(Records to use Opens)

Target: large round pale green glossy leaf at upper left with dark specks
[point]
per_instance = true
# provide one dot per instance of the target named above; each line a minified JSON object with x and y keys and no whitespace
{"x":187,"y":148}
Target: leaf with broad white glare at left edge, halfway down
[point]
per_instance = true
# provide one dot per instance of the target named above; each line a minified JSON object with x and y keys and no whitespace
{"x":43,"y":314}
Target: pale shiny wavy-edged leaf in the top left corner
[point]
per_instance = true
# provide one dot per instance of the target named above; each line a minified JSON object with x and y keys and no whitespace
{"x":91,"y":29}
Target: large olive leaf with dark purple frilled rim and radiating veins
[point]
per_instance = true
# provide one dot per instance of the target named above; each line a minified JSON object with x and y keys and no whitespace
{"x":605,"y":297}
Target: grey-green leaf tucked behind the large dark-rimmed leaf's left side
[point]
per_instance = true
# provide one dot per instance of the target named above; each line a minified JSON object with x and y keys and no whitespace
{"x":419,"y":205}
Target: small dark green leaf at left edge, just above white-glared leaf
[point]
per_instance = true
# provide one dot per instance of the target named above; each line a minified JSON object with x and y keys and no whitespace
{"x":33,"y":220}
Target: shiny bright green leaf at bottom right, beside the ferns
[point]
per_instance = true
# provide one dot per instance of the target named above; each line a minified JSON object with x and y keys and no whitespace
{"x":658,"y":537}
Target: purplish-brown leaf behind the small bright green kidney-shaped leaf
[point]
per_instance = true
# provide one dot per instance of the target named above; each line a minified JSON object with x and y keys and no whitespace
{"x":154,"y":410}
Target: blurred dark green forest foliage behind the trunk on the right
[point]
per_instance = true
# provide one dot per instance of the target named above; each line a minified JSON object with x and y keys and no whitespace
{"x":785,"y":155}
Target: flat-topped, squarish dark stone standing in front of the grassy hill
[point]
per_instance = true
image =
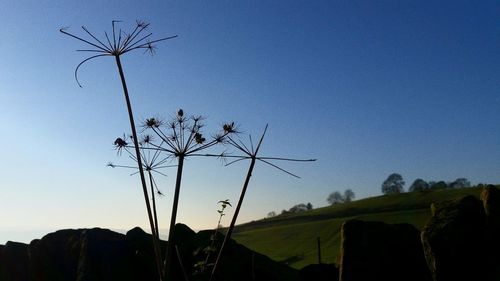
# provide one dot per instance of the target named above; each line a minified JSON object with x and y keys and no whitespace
{"x":379,"y":251}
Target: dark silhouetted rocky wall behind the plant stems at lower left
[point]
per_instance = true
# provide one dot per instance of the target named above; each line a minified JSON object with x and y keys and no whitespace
{"x":101,"y":254}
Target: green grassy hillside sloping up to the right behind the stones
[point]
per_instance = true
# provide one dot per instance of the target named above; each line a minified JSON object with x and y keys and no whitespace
{"x":292,"y":238}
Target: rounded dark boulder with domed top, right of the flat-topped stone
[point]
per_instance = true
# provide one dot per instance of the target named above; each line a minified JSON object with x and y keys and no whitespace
{"x":453,"y":240}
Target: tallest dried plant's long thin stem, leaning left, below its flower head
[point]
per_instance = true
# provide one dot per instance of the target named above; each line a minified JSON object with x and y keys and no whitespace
{"x":139,"y":163}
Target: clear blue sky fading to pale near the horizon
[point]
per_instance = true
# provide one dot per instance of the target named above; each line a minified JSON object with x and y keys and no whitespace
{"x":367,"y":87}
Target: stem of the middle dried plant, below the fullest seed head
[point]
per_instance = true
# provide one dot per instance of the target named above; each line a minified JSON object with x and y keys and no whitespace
{"x":168,"y":265}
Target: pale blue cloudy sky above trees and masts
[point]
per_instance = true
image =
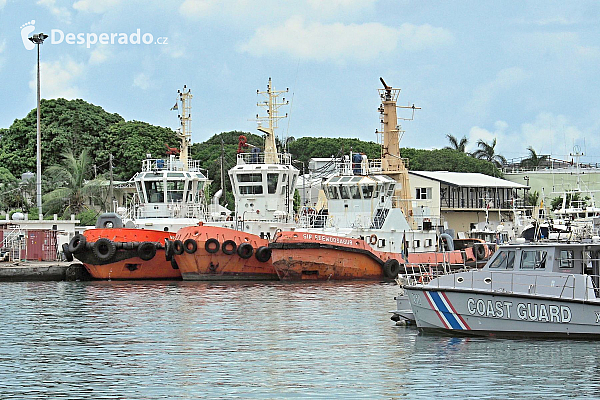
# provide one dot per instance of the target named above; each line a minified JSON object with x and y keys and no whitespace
{"x":525,"y":73}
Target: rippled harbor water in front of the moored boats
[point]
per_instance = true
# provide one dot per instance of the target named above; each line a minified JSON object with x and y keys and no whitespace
{"x":185,"y":340}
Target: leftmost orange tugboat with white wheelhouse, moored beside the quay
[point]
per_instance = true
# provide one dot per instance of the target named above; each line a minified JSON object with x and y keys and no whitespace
{"x":169,"y":196}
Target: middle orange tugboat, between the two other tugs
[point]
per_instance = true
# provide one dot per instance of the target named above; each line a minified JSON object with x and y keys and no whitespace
{"x":263,"y":185}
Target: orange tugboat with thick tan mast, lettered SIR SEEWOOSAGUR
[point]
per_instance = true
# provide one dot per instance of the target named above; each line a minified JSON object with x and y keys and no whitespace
{"x":369,"y":231}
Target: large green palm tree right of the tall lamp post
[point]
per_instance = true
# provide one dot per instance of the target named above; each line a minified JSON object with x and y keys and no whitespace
{"x":73,"y":191}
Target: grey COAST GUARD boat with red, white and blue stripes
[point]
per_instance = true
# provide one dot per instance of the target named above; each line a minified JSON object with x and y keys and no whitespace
{"x":537,"y":289}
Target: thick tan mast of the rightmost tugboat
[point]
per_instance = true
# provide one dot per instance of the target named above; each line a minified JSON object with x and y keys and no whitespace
{"x":391,"y":162}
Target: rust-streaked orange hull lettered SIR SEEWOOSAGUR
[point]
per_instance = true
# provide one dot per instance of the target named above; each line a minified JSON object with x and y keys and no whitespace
{"x":307,"y":256}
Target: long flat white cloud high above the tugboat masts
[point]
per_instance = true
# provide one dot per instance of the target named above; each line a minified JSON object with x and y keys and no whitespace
{"x":341,"y":42}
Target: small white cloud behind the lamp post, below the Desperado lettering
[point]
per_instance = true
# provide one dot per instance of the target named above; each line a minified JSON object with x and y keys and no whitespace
{"x":58,"y":79}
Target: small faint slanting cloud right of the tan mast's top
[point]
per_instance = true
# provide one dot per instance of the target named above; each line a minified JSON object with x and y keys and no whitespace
{"x":484,"y":94}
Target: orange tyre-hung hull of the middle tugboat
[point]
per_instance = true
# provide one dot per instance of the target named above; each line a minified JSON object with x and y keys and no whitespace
{"x":212,"y":262}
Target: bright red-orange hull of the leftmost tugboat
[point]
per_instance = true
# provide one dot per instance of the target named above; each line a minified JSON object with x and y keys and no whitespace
{"x":126,"y":263}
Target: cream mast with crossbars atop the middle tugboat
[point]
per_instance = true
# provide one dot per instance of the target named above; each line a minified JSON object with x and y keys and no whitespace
{"x":272,"y":106}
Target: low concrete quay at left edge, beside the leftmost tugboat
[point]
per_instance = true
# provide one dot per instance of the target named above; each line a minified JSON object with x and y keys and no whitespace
{"x":28,"y":271}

(Records to use Closes)

● Problem statement
Word for word, please reproduce each entry above and leave out every picture.

● Written answer
Target: large round pale green glossy leaf at upper left with dark specks
[point]
per_instance = true
# provide one dot per instance of the target named above; each line a minified JSON object with x and y keys and no whitespace
{"x":187,"y":148}
Target: leaf with broad white glare at left edge, halfway down
[point]
per_instance = true
# provide one dot per instance of the target named above; each line a minified JSON object with x and y keys and no whitespace
{"x":43,"y":314}
Target: pale shiny wavy-edged leaf in the top left corner
[point]
per_instance = true
# provide one dot per instance of the target named above; each line a minified JSON object with x and y keys and no whitespace
{"x":91,"y":29}
Target: large olive leaf with dark purple frilled rim and radiating veins
[point]
per_instance = true
# provide one dot per instance of the target named above; each line a minified JSON object with x and y keys and no whitespace
{"x":605,"y":297}
Target: grey-green leaf tucked behind the large dark-rimmed leaf's left side
[point]
per_instance = true
# provide one dot per instance of the target named above; each line a minified JSON object with x and y keys and no whitespace
{"x":419,"y":205}
Target: small dark green leaf at left edge, just above white-glared leaf
[point]
per_instance = true
# provide one dot per instance of the target named above; each line a minified JSON object with x and y keys and no whitespace
{"x":33,"y":220}
Target: shiny bright green leaf at bottom right, beside the ferns
[point]
per_instance = true
# provide one dot per instance of the target named above; each line a minified JSON object with x and y keys and no whitespace
{"x":658,"y":537}
Target: purplish-brown leaf behind the small bright green kidney-shaped leaf
[point]
per_instance = true
# provide one dot per instance of the target named above; each line a minified JSON object with x and y keys and no whitespace
{"x":154,"y":410}
Target: blurred dark green forest foliage behind the trunk on the right
[point]
per_instance = true
# provide one dot per instance of the target named above; each line a minified JSON object with x and y keys and no whitespace
{"x":785,"y":155}
Target: flat-topped, squarish dark stone standing in front of the grassy hill
[point]
per_instance = true
image =
# provide one dot per instance of the target named above; each line a minified JSON object with x and y keys and no whitespace
{"x":379,"y":251}
Target: dark silhouetted rocky wall behind the plant stems at lower left
[point]
per_instance = true
# provide one dot per instance of the target named above; each line a minified JSON object with x and y keys and no whitespace
{"x":101,"y":254}
Target: green grassy hillside sloping up to the right behind the stones
[point]
per_instance = true
# provide one dot per instance of the target named above; each line a minified JSON object with x and y keys and no whitespace
{"x":292,"y":238}
Target: rounded dark boulder with domed top, right of the flat-topped stone
[point]
per_instance = true
# provide one dot per instance of the target named above; each line a minified JSON object with x and y keys and no whitespace
{"x":453,"y":240}
Target: tallest dried plant's long thin stem, leaning left, below its flower head
[point]
per_instance = true
# provide one dot per instance of the target named above; each line a minified JSON object with x and y keys and no whitespace
{"x":139,"y":163}
Target: clear blue sky fading to pale near the horizon
[point]
per_instance = true
# provide one dot per instance of the target named above; each line a minified JSON object with x and y keys and no whitespace
{"x":367,"y":87}
Target: stem of the middle dried plant, below the fullest seed head
[point]
per_instance = true
# provide one dot per instance of the target named above; each line a minified JSON object with x and y keys and no whitespace
{"x":168,"y":265}
Target: pale blue cloudy sky above trees and masts
[point]
per_instance = true
image =
# provide one dot per instance of the target named above; each line a minified JSON object with x and y keys and no whitespace
{"x":525,"y":73}
Target: rippled harbor water in front of the moored boats
[point]
per_instance = true
# provide one dot per instance of the target named above; each line a minified JSON object with x and y keys and no whitespace
{"x":185,"y":340}
Target: leftmost orange tugboat with white wheelhouse, moored beside the quay
[point]
per_instance = true
# provide one dot per instance of the target named above; each line a minified JSON object with x and y keys and no whitespace
{"x":169,"y":196}
Target: middle orange tugboat, between the two other tugs
[point]
per_instance = true
# provide one dot per instance of the target named above; each line a minified JSON object with x and y keys and no whitespace
{"x":263,"y":185}
Target: orange tugboat with thick tan mast, lettered SIR SEEWOOSAGUR
[point]
per_instance = true
# provide one dot per instance of the target named above; each line a minified JSON object with x and y keys and no whitespace
{"x":369,"y":231}
Target: large green palm tree right of the tall lamp post
[point]
per_instance = true
# provide one dot per instance of the target named above; each line a minified JSON object with x and y keys and no whitespace
{"x":73,"y":191}
Target: grey COAST GUARD boat with red, white and blue stripes
[point]
per_instance = true
# provide one dot per instance of the target named above; each line a minified JSON object with x and y keys and no whitespace
{"x":537,"y":289}
Target: thick tan mast of the rightmost tugboat
[point]
per_instance = true
# provide one dot per instance of the target named above; each line a minified JSON object with x and y keys and no whitespace
{"x":391,"y":162}
Target: rust-streaked orange hull lettered SIR SEEWOOSAGUR
[point]
per_instance = true
# provide one dot per instance of the target named above; each line a minified JSON object with x and y keys and no whitespace
{"x":307,"y":256}
Target: long flat white cloud high above the tugboat masts
[point]
per_instance = true
# provide one dot per instance of the target named above; each line a minified JSON object with x and y keys and no whitespace
{"x":341,"y":42}
Target: small white cloud behind the lamp post, below the Desperado lettering
[point]
per_instance = true
# provide one dot per instance of the target named above; each line a minified JSON object with x and y keys and no whitespace
{"x":58,"y":79}
Target: small faint slanting cloud right of the tan mast's top
[point]
per_instance = true
# provide one dot per instance of the target named above; each line a minified JSON object with x and y keys and no whitespace
{"x":484,"y":94}
Target: orange tyre-hung hull of the middle tugboat
[point]
per_instance = true
# provide one dot per instance of the target named above; each line a minified JSON object with x and y keys and no whitespace
{"x":212,"y":262}
Target: bright red-orange hull of the leftmost tugboat
[point]
per_instance = true
# provide one dot per instance of the target named above; each line a minified JSON object with x and y keys and no whitespace
{"x":126,"y":263}
Target: cream mast with crossbars atop the middle tugboat
[point]
per_instance = true
# provide one dot per instance of the target named above; each line a minified JSON object with x and y keys and no whitespace
{"x":272,"y":106}
Target: low concrete quay at left edge, beside the leftmost tugboat
[point]
per_instance = true
# provide one dot per instance of the target named above; each line a minified JSON object with x and y keys and no whitespace
{"x":28,"y":271}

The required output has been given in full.